#### [ASSIGNMENT 1]
Set down, word for word, everything in the earnings call transcript from "So Eric, good" down to "in that direction.".
#### [ASSIGNMENT 2]
For each statement below, say yes or no according to the earnings call transcript, and quote the words of the transcript that decide it.
(a) Eric Martinuzzi is with Lake Street.
(b) M&A is part of the plan to grow from $800 million to $1.1 billion.
(c) Inquiries are still showing strong double-digit growth.
#### [ASSIGNMENT 3]
Extend the earnings call transcript beyond its final paragraph.

So we probably pulled back a little bit in that '26, '27 timing and then it accelerates, right? So we're not necessarily 10% every year. Maybe it's 10% and then 7%, 8%, 9% and then 11%, 12%, it starts accelerating in that '27, '28, '29 time horizon to get to that 10% CAGR.
The next question comes from Eric Martinuzzi with Lake Street.
Just interested in your thoughts on the most recent unemployment report job growth a little bit below what people were expecting or employment a little bit higher. That's the macro. But from your perspective, on the micro side, are you seeing anything not necessarily with your high school pipeline, but with your adult learner pipeline?
So Eric, good to hear from you. It's Jerome. #1, one of the things we've said is when it starts to move, there's usually a lag somewhere in the in 90 to 160 days when you start to see -- you potentially start to see impact when the unemployment rate starts to rise. And so we're seeing the signaling out there that things are tightening up, but it's too new to be able to point to a number and say that.
We are seeing that our interest is on the rise. We continue to see strong double-digit growth of our inquiries and our conversion rates are very, very strong. So we feel good about that. But I can't yet call that what we just saw published has already seen the uptick. It's just a leading indicator, which is a strong indication in our part of the market that things tend to move in that direction.
Got it. As far as the North Star, this is an organic plan, this Phase 2. Curious to know what is your expectation? And I know it can change based on a single phone call. But M&A is part of that build from $800 million to $1.1 billion. Is there anything that closes that gap significantly that's maybe somebody you've had conversations with that have started to heat up?
Well, first of all, I just want to make sure you're clear. M&A has nothing to do with the $800 million to $1.1 billion. It is an organic plan that we put out in the market. So everything that we signal are things that we've been doing very successfully for the last 5 years, opening new campuses, starting new programs, becoming more efficient with our marketing and the things that do on margin expansion, et cetera. So any M&A activity would actually be additive to what we're talking about. So just want to put that qualifier in there that none of it is assumed in the plan.

#### [DATA EXTRACT]
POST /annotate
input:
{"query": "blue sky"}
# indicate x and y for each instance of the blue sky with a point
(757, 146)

* * *

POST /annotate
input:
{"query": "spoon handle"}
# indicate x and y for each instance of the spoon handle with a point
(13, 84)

...

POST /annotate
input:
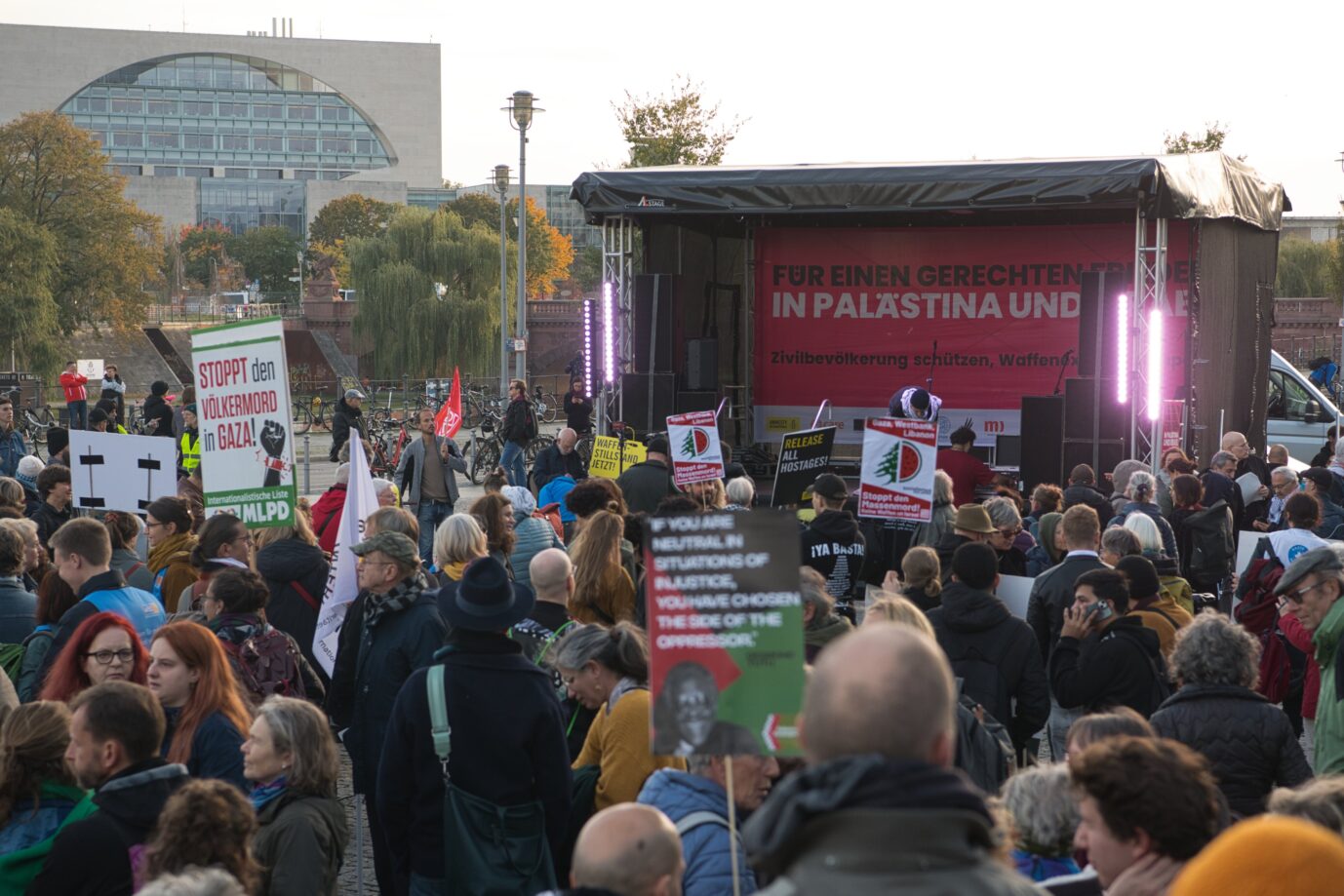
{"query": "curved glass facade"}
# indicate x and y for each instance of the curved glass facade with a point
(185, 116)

#### [RESPONSE 1]
So Eric, good to hear from you. It's Jerome. #1, one of the things we've said is when it starts to move, there's usually a lag somewhere in the in 90 to 160 days when you start to see -- you potentially start to see impact when the unemployment rate starts to rise. And so we're seeing the signaling out there that things are tightening up, but it's too new to be able to point to a number and say that.
We are seeing that our interest is on the rise. We continue to see strong double-digit growth of our inquiries and our conversion rates are very, very strong. So we feel good about that. But I can't yet call that what we just saw published has already seen the uptick. It's just a leading indicator, which is a strong indication in our part of the market that things tend to move in that direction.

#### [RESPONSE 2]
(a) Yes: "The next question comes from Eric Martinuzzi with Lake Street."
(b) No: "M&A has nothing to do with the $800 million to $1.1 billion."
(c) Yes: "We continue to see strong double-digit growth of our inquiries"

#### [RESPONSE 3]
And I think I could probably only reiterate where we are right now, which is we have been having conversations with a number of folks. But the -- nothing to talk about right now. And also, I think my -- the way I look at it is we want to be very, very opportunistic but very strategic in our thinking. We are looking for things that complement what we're doing, whether it's from a geographic perspective or from a program perspective, with particular attention continuing to be focused in health care.
We had said before that nursing is a strong focus of where we'd like to see ourselves move both organically once the growth restrictions have been lifted, but inorganically in the short term. So nothing to announce right now, but we remain active in conversations, and we'll let you know if anything percolates to that point.
This concludes our question-and-answer session. I would like to turn the conference back to Jerome Grant for any closing remarks.
Thank you very much. And I appreciate those great questions and the attention. Sorry, we took a little more time. We wanted to spend a little more time talking about our longer-range plans. With that, we'll close the call. We look forward to meeting with all of you over the next couple of days and reporting back again in 3 months. Thanks, and have a great evening.